(Problem) Would you copy all lines in the data that contain the word "cloud"?

(Given data)

╭──

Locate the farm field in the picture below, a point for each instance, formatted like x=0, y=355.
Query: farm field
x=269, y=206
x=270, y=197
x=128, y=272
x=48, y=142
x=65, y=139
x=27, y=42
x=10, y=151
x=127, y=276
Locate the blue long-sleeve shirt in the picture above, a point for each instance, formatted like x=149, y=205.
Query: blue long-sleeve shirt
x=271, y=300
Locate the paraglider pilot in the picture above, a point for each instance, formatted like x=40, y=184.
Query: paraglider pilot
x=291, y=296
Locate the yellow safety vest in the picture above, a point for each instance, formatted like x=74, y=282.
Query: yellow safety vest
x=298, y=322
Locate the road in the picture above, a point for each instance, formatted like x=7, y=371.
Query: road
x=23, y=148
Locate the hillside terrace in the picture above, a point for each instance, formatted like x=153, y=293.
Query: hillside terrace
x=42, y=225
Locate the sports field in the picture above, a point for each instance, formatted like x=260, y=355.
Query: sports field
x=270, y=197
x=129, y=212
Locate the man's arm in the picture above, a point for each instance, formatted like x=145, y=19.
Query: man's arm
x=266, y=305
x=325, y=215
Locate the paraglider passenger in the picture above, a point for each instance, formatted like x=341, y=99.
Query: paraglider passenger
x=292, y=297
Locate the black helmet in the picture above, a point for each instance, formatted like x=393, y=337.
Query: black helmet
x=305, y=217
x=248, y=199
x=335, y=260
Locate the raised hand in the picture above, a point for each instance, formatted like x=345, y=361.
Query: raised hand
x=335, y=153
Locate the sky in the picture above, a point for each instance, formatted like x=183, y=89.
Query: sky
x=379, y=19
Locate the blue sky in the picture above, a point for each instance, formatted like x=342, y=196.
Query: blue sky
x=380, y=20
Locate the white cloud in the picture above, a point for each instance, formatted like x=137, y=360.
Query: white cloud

╰──

(Result of this task)
Locate the white cloud in the picture above, a point for each instance, formatted like x=137, y=360.
Query: white cloud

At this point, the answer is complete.